Coordinate annotation material:
:::

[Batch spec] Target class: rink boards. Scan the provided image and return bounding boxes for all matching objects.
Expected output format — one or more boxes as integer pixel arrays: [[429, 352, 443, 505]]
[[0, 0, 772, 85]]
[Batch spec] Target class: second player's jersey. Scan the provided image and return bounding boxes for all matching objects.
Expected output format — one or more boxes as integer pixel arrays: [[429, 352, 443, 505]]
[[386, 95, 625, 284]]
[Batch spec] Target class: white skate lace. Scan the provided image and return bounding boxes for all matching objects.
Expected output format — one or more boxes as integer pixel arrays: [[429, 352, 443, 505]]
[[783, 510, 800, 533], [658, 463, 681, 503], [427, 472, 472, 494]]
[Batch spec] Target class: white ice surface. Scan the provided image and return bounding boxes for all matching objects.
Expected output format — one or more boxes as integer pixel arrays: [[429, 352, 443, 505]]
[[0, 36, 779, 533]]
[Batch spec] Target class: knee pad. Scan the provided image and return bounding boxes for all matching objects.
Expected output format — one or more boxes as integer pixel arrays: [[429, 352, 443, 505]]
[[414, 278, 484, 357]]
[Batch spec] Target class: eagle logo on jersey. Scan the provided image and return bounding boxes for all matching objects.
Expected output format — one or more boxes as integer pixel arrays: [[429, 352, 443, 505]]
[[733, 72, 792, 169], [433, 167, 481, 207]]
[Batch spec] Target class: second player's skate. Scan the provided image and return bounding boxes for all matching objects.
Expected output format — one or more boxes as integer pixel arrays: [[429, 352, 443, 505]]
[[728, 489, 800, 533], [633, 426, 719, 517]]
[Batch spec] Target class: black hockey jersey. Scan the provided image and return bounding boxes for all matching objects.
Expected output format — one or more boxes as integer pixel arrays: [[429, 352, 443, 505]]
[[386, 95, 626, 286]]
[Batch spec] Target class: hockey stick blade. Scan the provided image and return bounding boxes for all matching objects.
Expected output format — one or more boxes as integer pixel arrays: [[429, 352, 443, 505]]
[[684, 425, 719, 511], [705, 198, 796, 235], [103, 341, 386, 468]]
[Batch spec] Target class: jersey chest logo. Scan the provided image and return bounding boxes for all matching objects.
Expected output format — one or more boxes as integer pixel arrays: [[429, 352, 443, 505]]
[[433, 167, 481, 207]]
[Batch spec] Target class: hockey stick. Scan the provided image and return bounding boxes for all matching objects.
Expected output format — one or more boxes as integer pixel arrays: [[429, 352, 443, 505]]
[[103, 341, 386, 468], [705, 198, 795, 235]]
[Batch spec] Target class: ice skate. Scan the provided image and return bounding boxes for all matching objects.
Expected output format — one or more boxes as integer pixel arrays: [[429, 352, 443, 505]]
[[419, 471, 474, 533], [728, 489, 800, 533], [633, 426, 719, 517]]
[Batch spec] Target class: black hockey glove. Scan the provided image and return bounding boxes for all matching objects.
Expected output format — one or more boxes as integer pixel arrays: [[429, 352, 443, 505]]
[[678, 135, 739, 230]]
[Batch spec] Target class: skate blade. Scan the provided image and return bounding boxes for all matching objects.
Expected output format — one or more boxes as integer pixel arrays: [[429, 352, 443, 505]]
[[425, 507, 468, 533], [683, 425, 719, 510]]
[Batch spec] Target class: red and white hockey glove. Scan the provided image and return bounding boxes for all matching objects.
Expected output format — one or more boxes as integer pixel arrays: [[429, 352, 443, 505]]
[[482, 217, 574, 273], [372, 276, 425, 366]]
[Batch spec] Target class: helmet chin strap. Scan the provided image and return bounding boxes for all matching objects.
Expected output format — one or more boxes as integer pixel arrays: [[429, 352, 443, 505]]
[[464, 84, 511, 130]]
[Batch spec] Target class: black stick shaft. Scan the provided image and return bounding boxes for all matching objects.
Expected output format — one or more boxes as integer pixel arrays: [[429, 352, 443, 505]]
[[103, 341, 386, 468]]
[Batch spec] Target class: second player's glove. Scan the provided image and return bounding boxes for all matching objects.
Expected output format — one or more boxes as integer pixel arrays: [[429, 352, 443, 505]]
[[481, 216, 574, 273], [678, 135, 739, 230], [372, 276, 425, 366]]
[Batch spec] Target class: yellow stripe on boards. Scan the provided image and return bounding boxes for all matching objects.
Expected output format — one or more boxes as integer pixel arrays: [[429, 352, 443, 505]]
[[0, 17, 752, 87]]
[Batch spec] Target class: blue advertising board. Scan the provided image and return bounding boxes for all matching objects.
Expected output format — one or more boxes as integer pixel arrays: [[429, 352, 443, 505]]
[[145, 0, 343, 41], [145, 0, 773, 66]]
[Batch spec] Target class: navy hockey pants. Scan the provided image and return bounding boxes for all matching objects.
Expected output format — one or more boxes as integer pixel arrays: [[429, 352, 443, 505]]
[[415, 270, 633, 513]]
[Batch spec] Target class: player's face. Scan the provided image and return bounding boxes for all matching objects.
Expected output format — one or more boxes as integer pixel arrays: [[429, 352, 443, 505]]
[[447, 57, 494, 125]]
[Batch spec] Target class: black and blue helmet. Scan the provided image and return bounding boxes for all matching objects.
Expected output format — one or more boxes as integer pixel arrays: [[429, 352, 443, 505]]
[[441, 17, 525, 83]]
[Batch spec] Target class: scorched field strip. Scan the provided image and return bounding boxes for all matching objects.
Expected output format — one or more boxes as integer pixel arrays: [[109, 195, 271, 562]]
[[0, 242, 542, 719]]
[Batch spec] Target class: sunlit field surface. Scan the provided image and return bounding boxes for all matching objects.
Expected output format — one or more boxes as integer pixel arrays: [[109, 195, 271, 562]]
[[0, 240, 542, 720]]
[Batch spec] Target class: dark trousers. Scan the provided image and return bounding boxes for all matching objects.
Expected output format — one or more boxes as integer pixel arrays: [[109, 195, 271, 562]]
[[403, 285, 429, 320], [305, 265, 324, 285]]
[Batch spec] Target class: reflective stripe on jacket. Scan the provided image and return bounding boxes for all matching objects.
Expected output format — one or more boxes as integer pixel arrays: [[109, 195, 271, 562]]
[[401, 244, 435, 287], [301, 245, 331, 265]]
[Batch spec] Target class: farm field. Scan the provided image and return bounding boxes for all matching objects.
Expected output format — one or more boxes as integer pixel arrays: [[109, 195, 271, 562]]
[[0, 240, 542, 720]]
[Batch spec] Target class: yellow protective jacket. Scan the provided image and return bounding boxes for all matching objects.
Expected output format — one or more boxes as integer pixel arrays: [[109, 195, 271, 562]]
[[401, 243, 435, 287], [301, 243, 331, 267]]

:::

_Requirement_
Rewrite every line of the material above as a numbered list, skipping any blank lines.

_The response_
1. [Batch spec] Target class: rink boards. Scan the provided image and return bounding boxes for all matching objects.
2. Expected output format — one or more boxes as integer pixel arrays: [[429, 352, 443, 505]]
3. [[0, 0, 772, 85]]
4. [Batch spec] Target class: second player's jersey. Scan the provided image and return bounding boxes for all matching objects.
5. Expected output format — one or more boxes as integer pixel arrays: [[429, 352, 443, 505]]
6. [[386, 95, 625, 284]]
7. [Batch spec] Target class: white skate lace. Scan the provided image and return bounding boxes for all matching objects.
8. Expected output format — one or more boxes as integer pixel arrays: [[429, 352, 443, 505]]
9. [[783, 510, 800, 533], [658, 463, 681, 503], [427, 472, 472, 494]]
10. [Batch spec] Target class: white ice surface. Scan the provided image and return bounding boxes for all matching objects.
11. Expected output format — one or more boxes as integer pixel arrays: [[429, 352, 443, 505]]
12. [[0, 36, 779, 533]]
13. [Batch spec] Target class: knee pad. Scan the provided image and return bounding boxes for all matching objects.
14. Expected output format — one or more boxes as integer pixel arrays: [[429, 352, 443, 505]]
15. [[414, 278, 484, 357]]
16. [Batch spec] Target class: eagle logo on jersey. Scan the provided image and return bounding boxes for all matching objects.
17. Expected output format — one or more boxes as integer pixel arrays: [[429, 352, 443, 505]]
18. [[733, 72, 792, 169], [433, 167, 481, 207]]
19. [Batch spec] Target class: second player's skate. Scan the provided image and return bounding boxes for all matching objects.
20. Expected output format — one or more boxes as integer pixel arrays: [[429, 352, 443, 505]]
21. [[728, 489, 800, 533], [633, 426, 719, 517]]
22. [Batch spec] Target class: black hockey jersey. Scan the provided image and return bounding boxes for all matching objects.
23. Expected output format — one or more boxes as integer pixel arrays: [[429, 352, 443, 505]]
24. [[386, 95, 626, 286]]
25. [Batch spec] Target class: hockey stick blade. Scan the provided image and return bounding boxes for all matching objects.
26. Expected output format — one or more boxes as integer pixel arrays: [[429, 352, 443, 505]]
27. [[684, 425, 719, 511], [705, 198, 796, 235], [103, 341, 386, 468]]
28. [Batch spec] Target class: jersey chest logo. Scan the provided image and return bounding boxes for all matching objects.
29. Expected output format — one or more boxes as integer pixel arrays: [[429, 352, 443, 505]]
30. [[433, 167, 481, 207]]
31. [Batch spec] Target class: hockey stick. Scan the provided image and return bounding boxes for all matching objects.
32. Expected output format — one or more boxes as integer pixel arrays: [[429, 352, 443, 505]]
33. [[103, 341, 386, 468], [705, 198, 795, 235]]
34. [Batch spec] Target class: ice skate. Scan the provided image and return bounding boxes for all matching objects.
35. Expected output format — one or more boxes as integer pixel arrays: [[429, 352, 443, 505]]
36. [[419, 471, 474, 533], [728, 489, 800, 533], [633, 426, 719, 517]]
37. [Batch spec] Target class: black hockey glove. Scan the provided image and return bounding boxes for all matching objects.
38. Expected output format — one or more boxes as integer pixel arrays: [[429, 352, 443, 505]]
39. [[678, 135, 739, 230]]
40. [Batch spec] Target class: skate blade. Scan the provided image and return bounding boxes for all matching objects.
41. Expected output format — one or more boxes as integer pixel arrays: [[429, 352, 443, 505]]
42. [[425, 507, 468, 533], [683, 425, 719, 510]]
43. [Batch spec] Target class: red and white hockey glove. Scan the provided image and return bounding boxes for all matching objects.
44. Expected output format — one or more boxes as integer pixel arrays: [[429, 352, 443, 505]]
45. [[482, 217, 574, 273], [372, 276, 425, 366]]
46. [Batch spec] Target class: helmet chin strap. Scan the provided image and return bounding boxes for all matching objects.
47. Expected output format — one or more boxes as integer pixel arrays: [[429, 352, 443, 505]]
48. [[464, 84, 511, 130]]
49. [Batch spec] Target class: black stick shaft. Scan the provided image and return bounding boxes for all matching objects.
50. Expected output format — one or more boxes as integer pixel arrays: [[429, 352, 443, 505]]
51. [[103, 341, 386, 468]]
52. [Batch spec] Target class: second player's glove. Scan the provided image and return bounding boxes for all matching objects.
53. Expected output format — one or more boxes as integer pixel arrays: [[429, 352, 443, 505]]
54. [[481, 216, 574, 273], [678, 135, 739, 230], [372, 276, 425, 366]]
55. [Batch spec] Target class: yellow stripe on boards. Scan the provided image and return bounding boxes for all matching objects.
56. Expected output format — one or more boxes as integer pixel arrays: [[429, 352, 443, 505]]
57. [[0, 17, 752, 87]]
58. [Batch spec] Target class: blue advertising board. Scan the provided image and return bounding boxes for all matching objects.
59. Expected output format — one or more boxes as integer pixel arrays: [[429, 352, 443, 505]]
60. [[145, 0, 343, 41], [145, 0, 773, 66]]
61. [Batch spec] Target class: navy hockey pants. Scan the provided image and return bounding boxes for all matching objects.
62. Expected output format — one or more boxes as integer pixel arrays: [[429, 352, 443, 505]]
63. [[415, 270, 633, 513]]
64. [Batch spec] Target class: player's face. Scan the provided image and return bounding boxes for all matching objects.
65. Expected output format — one or more boxes as integer pixel arrays: [[429, 352, 443, 505]]
66. [[447, 57, 494, 125]]
67. [Batch spec] Target class: black and blue helmet. Scan the provided image and return bounding boxes for all matching objects.
68. Expected output format — one or more boxes as integer pixel arrays: [[429, 352, 443, 505]]
69. [[441, 17, 525, 83]]
70. [Batch spec] Target class: scorched field strip. Scan the provided image and return bounding boxes for all matching objects.
71. Expected output format — one or more boxes as integer pixel arrays: [[109, 195, 271, 562]]
72. [[0, 242, 542, 719]]
73. [Batch spec] Target class: sunlit field surface. Scan the provided image and return bounding boxes for all matching objects.
74. Expected output format — one or more boxes as integer pixel arrays: [[109, 195, 271, 562]]
75. [[0, 240, 542, 720]]
76. [Batch spec] Target class: dark trousers. Scan the provided image and return bounding boxes for all matching objects.
77. Expected output format — one or more boxes as integer pixel arrays: [[109, 195, 271, 562]]
78. [[403, 285, 429, 320], [305, 265, 324, 285]]
79. [Batch spec] Target class: reflective stripe on jacket. Scan the provided image and return bounding boxes for all matching objects.
80. Expected output format — one or more boxes as integer pixel arrays: [[109, 195, 271, 562]]
81. [[401, 244, 435, 287], [301, 245, 331, 265]]
82. [Batch spec] Target class: farm field. Scan the provided image and return bounding boxes for all matching objects.
83. Expected output format — one or more boxes as integer pixel arrays: [[109, 195, 271, 562]]
84. [[0, 240, 542, 720]]
85. [Batch spec] Target class: yellow protective jacket. Scan the provided image and return bounding boxes for all matching objects.
86. Expected output format — one or more boxes as integer pixel arrays: [[109, 195, 271, 562]]
87. [[401, 243, 435, 287], [301, 243, 331, 267]]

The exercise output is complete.